Answer these questions from the passage on Swiss Design:
(a) Who directed the Kunstgewerbeschule in Zurich in the early 1900s?
(b) Where does the passage say the modern movement had not made much impact?
(c) What was Müller-Brockmann's font choice?

::: Selected text

The father of Swiss Design was Ernst Keller who directed the Kunstgewerbeschule in Zurich in the early 1900s. He removed the study of art from the design curriculum seeing its aims and process having little relevance to contemporary communication. Among his originations was the use of the grid as a unifying organizational design tool.

When Josef Müller-Brockmann took over the directorship of the school, he injected the theories he had been developing during the 1950s, and the design world took notice. I think one can say that the school under his direction became the incubator of Swiss Design.

Josef Müller-Brockmann (Swiss, 1914–1996), Beethoven, 1955. Lithograph. 50 × 35 1/2 in. (127 × 90.17 cm). Lent by Merrill C. Berman.
Josef Müller-Brockmann (Swiss, 1914–1996), Beethoven, 1955. Lithograph. 50 × 35 1/2 in. (127 × 90.17 cm). Lent by Merrill C. Berman.

The timing of the movement was perfect catching the profession during a period of stagnation with excessive illustration, unstructured typography, and lack of logic and order. In this void, particularly in the U.S. where the modern movement had not made much impact, the Swiss dogma became widely accepted. The movement became a National Swiss export business.

The tenants of the program were simple to state, and perhaps not so simple to employ:
• A formal organization of the surface by means of a grid
• A distinct arrangement of typographical and pictorial elements by a predetermined priority
• Objective imagery that had little use for subjective expression
• Knowledge of the rules and a sensitivity that govern good typography

Helvetica became the industry-standard typeface, which had to be used exclusively. This is ironic since Müller-Brockmann’s font choice was Akzidenz Grotesk.

::::::
::: Source excerpt

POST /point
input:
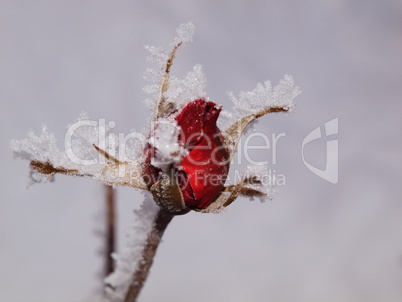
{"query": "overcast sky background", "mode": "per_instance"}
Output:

::::::

# Solution
(a) Ernst Keller
(b) The U.S.
(c) Akzidenz Grotesk